- _Task brief_: Continue the article on XML versus plain-language prompts for code generation, picking up right after its last sentence.

- _Given text_:
When facing genuinely novel problems—the kind that matter in production—LLMs succeed or fail based on their reasoning capabilities, not your XML schemas. Invest your optimization effort accordingly.

Recommendations

1. Choose Your Model Carefully

Model selection provides 7x the impact of prompt formatting. Benchmark different models on your specific use case before investing in prompt engineering.

2. Use Natural Language by Default

Since accuracy is equivalent, prefer the format that's easier to write, read, and maintain. Your team's productivity matters.

3. Reserve XML for Structured Outputs

XML does provide value when you need the model to produce structured data:

Multi-part responses with clear delimiters
Few-shot examples with consistent formatting
Function calling with explicit parameter schemas

But for straightforward code generation? Plain English works equally well.

4. Invest in Verification

Given pass rates of 46.6% and 31.5%, the real opportunity isn't prompt optimization—it's building robust verification pipelines:

Automated test execution
Type checking
Multi-sample consensus
Human review for critical code

Every dollar spent on verification infrastructure yields higher returns than prompt refinement.

[Data pulled from a collection]
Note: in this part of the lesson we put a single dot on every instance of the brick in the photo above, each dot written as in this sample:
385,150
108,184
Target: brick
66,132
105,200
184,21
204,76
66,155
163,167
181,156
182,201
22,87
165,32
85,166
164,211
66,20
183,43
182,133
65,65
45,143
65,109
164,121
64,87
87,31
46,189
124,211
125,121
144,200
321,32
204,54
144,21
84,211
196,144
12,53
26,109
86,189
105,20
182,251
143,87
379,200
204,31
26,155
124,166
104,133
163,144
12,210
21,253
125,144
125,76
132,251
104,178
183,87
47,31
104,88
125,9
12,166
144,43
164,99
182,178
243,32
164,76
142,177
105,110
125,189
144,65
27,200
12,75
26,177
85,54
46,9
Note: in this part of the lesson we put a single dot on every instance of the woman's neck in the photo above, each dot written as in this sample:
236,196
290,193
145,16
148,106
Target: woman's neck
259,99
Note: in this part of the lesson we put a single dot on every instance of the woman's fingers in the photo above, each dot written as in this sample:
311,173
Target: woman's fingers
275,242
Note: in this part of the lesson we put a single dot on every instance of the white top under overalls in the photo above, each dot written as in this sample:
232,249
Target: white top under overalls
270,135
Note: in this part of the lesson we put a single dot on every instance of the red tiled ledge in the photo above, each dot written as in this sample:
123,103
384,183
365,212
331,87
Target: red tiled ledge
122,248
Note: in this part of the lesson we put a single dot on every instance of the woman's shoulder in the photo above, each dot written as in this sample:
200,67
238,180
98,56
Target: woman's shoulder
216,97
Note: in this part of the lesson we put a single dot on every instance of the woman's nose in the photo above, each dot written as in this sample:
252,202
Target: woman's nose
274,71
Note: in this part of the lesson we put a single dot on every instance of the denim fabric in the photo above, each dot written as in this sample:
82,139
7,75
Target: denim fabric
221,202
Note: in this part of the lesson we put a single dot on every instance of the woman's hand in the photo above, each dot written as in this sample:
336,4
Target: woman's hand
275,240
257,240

- _Response_:
Methodology Notes

Evaluation Pipeline

Code extraction: Parse markdown code blocks from model response
File creation: Write solution + test harness to temp file
Subprocess execution: Run with 10-second timeout and memory limits
Result comparison: Stdout vs expected output
Classification: Pass/fail/error/timeout

Reproducibility

Problems cached from HuggingFace LiveCodeBench dataset
Deterministic generation (temperature=0)
All code available at github.com/nsameerd/livecodebench-prompting

Limitations

1. Single Problem Domain

LiveCodeBench focuses on competitive programming. Results may differ for:

Web development tasks
Data transformation
API integration
Documentation generation

2. Binary Evaluation

We measured pass/fail on test cases. This misses:

Code quality metrics
Partial correctness
Style and maintainability

3. Sample Size

100 problems × 2 formats = 200 runs per model. Larger samples might reveal statistically significant differences, though effect sizes would remain small.

4. Model Versions

Results reflect Claude Sonnet 4 and Gemini 2.0 Flash as of the experiment date.

Conclusion

After 400 runs on problems these models have never seen, the verdict is clear: XML-structured prompts provide no meaningful advantage over natural language for code generation on novel problems.

This finding is particularly credible because we eliminated memorization as a confounding variable. These models couldn't pattern-match against training data—they had to reason from scratch. And when they did, prompt formatting was irrelevant to their success.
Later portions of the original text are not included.